## Things to do
• A. Reproduce the passage from the KMV error excerpt, starting with "Heatmap of KMV" and going on through "case (3794 words)".
• B. Answer these questions using the KMV error excerpt:
(i) In the heatmap experiment, how many unique elements were in the stream fed to the KMV sketch?
(ii) What value of p yields a perfectly well behaved KMV?
(iii) How many words does the Romeo and Juliet corpus contain?
• C. Translate this sentence from the KMV error excerpt into Spanish: "Additionally, larger values of k have protective effects against these biases."

## Document excerpt
Error from setting bits in KMV

Notice how the performance degradation follows two different patterns. When we are fixing bits as ones, the observed error increases fairly smoothly, and tends to result in under estimates. In contrast, setting bits to zeros results in no change until the error increases producing catastrophic over estimates. Additionally, larger values of k have protective effects against these biases.

A Somewhat Less Simple Error Model

Now that we have some intuition for the problem, let’s get a little more subtle. Instead of always setting the nth bit as a 0 or 1, let’s add a probabilistic element. We’ll do the same experiment as before, except we will now fix the nth bit with probability p. Thus, when p = 0 we have a perfectly well behaved KMV, and when p = 1, we have the experiment we just finished discussing. In the following diagram, each tile represents the average error across several experiments in which a stream of 1,000,000 unique elements was fed to a KMV sketch (k = 1024) which was rigged to modify the nth bit with probability p.

Heatmap of KMV error

Many of the same lessons can be seen here — high order bits matter more, downward biasing degrades performance sharply, upward biasing degrades more smoothly. Additionally, as we’d expect, within a given bit, more bias means more error.

Send in the Hash Functions

All of the experiments to this point have involved using a random number generator instead of hashing real data. I think it’s time that we took a look at what happens when we drop in a few real hash functions with real data. For the following experiments, I’m using four 32-bit hashes — Murmur3, SDBM, Arash Partow’s hash, and one of the old Donald Knuth hashes. You may recall these from our series on choosing a good hash function (although 64-bit versions were used there). I chose four text corpuses:

  • Romeo and Juliet, stripped of all punctuation and converted to lower case (3794 words)
  • /usr/share/dict/words (99171 words)
  • 1,000,000 random 12 character long strings, each sharing the same suffix: “123456”

## Dataset excerpt
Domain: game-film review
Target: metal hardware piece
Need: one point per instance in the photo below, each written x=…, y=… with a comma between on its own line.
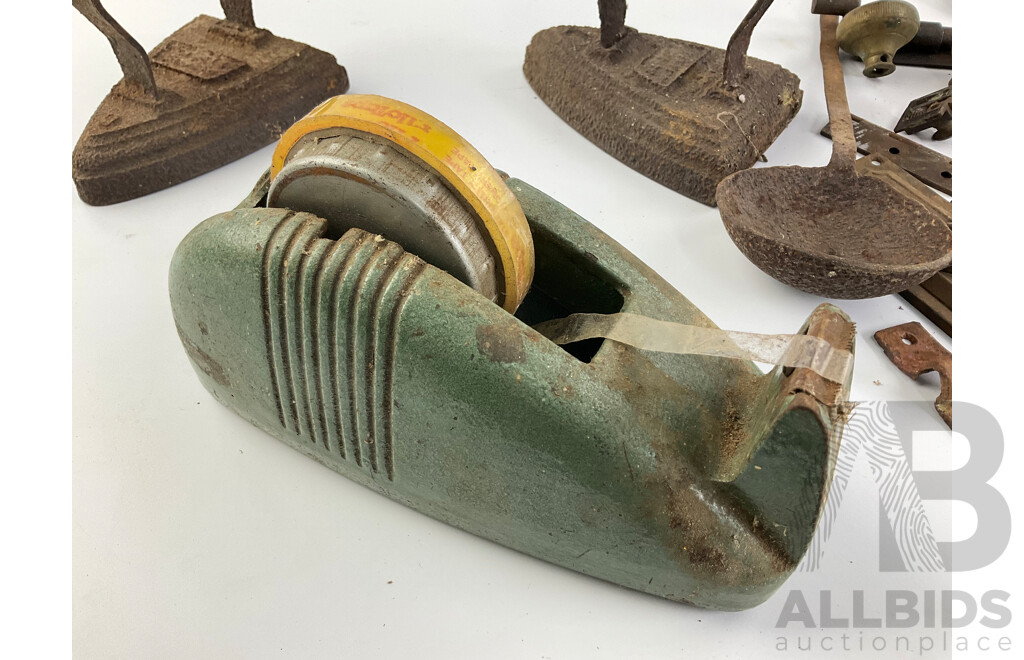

## Outputs for the tasks
• A.
Heatmap of KMV error

Many of the same lessons can be seen here — high order bits matter more, downward biasing degrades performance sharply, upward biasing degrades more smoothly. Additionally, as we’d expect, within a given bit, more bias means more error.

Send in the Hash Functions

All of the experiments to this point have involved using a random number generator instead of hashing real data. I think it’s time that we took a look at what happens when we drop in a few real hash functions with real data. For the following experiments, I’m using four 32-bit hashes — Murmur3, SDBM, Arash Partow’s hash, and one of the old Donald Knuth hashes. You may recall these from our series on choosing a good hash function (although 64-bit versions were used there). I chose four text corpuses:

  • Romeo and Juliet, stripped of all punctuation and converted to lower case (3794 words)

• B.
(i) 1,000,000
(ii) p = 0
(iii) 3794

• C. Además, los valores más grandes de k tienen efectos protectores contra estos sesgos.